HOW TO COMPLETE THIS TASK. Taking the line that contains "Target: soldier in camouflage uniform" as the first and the final line of the records as the last, write out every line between them exactly, ends included, and nothing else.
***** GIVEN INFORMATION
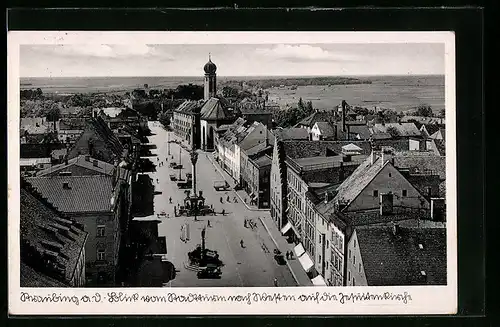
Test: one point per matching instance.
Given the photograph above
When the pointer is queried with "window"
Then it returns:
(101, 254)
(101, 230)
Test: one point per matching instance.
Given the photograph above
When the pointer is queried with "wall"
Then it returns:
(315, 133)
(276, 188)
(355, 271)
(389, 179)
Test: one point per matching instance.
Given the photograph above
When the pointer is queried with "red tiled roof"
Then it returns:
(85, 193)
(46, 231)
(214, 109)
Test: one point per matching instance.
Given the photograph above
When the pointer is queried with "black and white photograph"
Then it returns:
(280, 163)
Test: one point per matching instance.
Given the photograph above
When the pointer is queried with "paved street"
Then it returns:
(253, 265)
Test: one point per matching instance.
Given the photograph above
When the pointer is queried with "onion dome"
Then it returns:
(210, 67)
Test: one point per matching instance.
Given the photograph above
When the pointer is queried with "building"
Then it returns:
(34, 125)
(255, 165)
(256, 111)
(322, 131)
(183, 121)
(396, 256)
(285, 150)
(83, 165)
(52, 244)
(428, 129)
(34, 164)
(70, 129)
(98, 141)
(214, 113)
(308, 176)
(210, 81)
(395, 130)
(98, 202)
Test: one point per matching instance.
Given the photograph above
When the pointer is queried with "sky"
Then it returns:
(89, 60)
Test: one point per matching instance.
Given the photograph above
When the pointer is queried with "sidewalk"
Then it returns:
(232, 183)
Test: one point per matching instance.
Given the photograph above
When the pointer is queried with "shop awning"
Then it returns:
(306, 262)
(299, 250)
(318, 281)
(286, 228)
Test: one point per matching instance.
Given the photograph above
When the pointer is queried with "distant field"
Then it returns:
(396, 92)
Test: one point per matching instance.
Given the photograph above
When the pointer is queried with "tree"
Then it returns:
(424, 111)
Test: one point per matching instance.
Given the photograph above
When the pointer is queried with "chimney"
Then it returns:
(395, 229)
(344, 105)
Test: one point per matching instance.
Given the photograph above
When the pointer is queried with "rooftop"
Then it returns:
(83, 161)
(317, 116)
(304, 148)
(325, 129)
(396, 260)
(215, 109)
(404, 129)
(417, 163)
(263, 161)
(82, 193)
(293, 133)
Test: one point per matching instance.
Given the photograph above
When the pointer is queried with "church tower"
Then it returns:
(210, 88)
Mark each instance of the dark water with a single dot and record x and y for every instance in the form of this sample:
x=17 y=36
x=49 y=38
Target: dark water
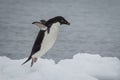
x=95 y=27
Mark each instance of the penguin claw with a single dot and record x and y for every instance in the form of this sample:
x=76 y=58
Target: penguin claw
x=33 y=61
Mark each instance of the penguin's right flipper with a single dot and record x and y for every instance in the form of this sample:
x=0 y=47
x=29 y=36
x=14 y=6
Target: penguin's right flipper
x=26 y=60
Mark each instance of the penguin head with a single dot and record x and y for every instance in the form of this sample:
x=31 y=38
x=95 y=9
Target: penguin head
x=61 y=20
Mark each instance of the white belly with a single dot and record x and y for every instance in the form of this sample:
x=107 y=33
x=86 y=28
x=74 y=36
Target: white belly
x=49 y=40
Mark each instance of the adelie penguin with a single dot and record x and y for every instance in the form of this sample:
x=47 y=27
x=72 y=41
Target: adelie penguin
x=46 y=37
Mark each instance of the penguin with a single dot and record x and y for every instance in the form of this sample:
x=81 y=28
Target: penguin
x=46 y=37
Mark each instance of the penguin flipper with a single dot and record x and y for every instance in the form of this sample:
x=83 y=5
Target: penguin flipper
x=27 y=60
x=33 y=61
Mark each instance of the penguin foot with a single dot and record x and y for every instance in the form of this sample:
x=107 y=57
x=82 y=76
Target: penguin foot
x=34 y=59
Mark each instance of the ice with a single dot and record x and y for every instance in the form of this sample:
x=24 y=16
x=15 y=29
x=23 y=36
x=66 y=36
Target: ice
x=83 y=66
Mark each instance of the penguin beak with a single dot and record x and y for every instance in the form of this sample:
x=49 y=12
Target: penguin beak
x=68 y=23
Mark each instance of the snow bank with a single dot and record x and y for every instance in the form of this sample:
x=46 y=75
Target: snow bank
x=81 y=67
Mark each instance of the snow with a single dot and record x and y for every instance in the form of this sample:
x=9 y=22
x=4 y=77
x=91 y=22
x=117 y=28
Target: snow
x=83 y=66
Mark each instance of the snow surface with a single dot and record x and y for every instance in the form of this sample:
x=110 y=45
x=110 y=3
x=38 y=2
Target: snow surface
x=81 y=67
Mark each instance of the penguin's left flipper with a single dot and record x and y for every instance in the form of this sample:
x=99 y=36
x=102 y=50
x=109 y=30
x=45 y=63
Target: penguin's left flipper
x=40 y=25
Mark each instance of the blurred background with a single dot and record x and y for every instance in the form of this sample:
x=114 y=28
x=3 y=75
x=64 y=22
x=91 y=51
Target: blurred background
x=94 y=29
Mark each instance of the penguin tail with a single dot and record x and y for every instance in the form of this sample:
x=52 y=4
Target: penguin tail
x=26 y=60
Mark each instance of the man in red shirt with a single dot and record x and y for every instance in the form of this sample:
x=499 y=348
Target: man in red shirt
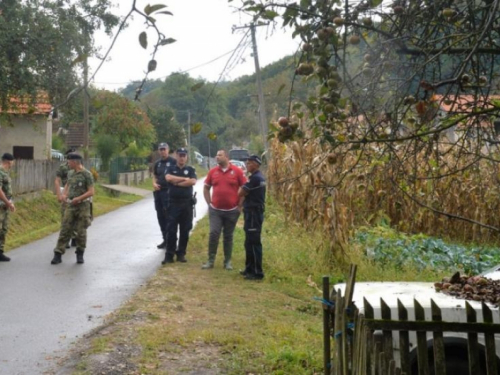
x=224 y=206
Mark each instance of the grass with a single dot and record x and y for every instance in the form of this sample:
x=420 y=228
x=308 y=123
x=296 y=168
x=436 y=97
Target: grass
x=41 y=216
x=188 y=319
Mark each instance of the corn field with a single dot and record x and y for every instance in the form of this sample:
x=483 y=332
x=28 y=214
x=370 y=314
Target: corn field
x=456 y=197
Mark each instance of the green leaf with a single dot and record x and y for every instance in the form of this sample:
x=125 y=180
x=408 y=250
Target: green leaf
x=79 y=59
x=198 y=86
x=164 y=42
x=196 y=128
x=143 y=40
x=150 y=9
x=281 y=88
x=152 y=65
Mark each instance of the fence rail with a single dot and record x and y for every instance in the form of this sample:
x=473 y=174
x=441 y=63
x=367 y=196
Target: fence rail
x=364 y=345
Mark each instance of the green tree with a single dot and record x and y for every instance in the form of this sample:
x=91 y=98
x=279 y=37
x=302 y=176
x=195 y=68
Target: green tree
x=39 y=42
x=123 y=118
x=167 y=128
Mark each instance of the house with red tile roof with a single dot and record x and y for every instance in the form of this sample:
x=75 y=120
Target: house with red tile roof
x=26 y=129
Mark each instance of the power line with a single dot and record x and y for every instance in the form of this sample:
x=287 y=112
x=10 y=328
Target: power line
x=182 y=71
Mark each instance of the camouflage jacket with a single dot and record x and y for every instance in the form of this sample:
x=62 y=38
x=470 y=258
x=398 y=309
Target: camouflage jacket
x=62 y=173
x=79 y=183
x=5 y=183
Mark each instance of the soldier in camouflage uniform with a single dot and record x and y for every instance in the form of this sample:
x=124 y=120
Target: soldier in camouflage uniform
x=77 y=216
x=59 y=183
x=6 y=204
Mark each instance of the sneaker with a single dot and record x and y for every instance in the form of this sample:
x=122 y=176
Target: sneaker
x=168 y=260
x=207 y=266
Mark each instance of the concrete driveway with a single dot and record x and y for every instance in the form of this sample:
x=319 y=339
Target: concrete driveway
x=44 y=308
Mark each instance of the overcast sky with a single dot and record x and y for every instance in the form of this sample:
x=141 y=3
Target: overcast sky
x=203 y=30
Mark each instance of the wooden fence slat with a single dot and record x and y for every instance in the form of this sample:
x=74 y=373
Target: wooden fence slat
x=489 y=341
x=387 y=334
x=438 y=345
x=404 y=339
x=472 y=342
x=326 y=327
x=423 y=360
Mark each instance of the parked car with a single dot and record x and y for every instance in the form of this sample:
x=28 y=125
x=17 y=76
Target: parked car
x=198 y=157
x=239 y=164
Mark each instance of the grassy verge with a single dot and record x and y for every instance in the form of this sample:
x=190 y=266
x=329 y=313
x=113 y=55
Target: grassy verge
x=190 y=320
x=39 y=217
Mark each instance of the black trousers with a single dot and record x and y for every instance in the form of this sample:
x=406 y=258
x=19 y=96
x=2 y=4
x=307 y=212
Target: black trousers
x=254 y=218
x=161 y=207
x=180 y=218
**********
EXERCISE ANSWER.
Target: soldier in camouflage uniform
x=77 y=216
x=59 y=183
x=6 y=204
Mark each instance of the sneaker with a single dot and record x and y for every instance in the form of this sample:
x=122 y=176
Target: sneaker
x=168 y=260
x=207 y=266
Mark each instance of the concrete driveway with a single dot and record x and y for every instance in the form of this sample:
x=319 y=339
Target: concrete driveway
x=44 y=308
Mark each instance of the overcast sky with a single dot and record x and y for every instance in the form of this sample:
x=141 y=3
Target: overcast sky
x=203 y=30
Mark each instance of the wooden fence slat with a single dot and record x and y for every instance in the form of this sample:
x=74 y=373
Target: wooden fence slat
x=489 y=341
x=387 y=334
x=438 y=345
x=404 y=339
x=472 y=342
x=326 y=327
x=423 y=360
Mark each instance of the parked car with a single dot and record x and y for every instance in the form of this sample:
x=28 y=125
x=17 y=76
Target: parked car
x=198 y=157
x=239 y=164
Mark each instance of the grassy verge with a single dot and record x and y for every instance in the form of this sample:
x=190 y=266
x=329 y=313
x=113 y=55
Target: grassy verge
x=190 y=320
x=39 y=217
Mark each instance of the black trousers with a single dot and record x and y for every instance in the form of this sample:
x=406 y=258
x=19 y=96
x=2 y=4
x=307 y=212
Target: black trousers
x=254 y=218
x=161 y=207
x=180 y=218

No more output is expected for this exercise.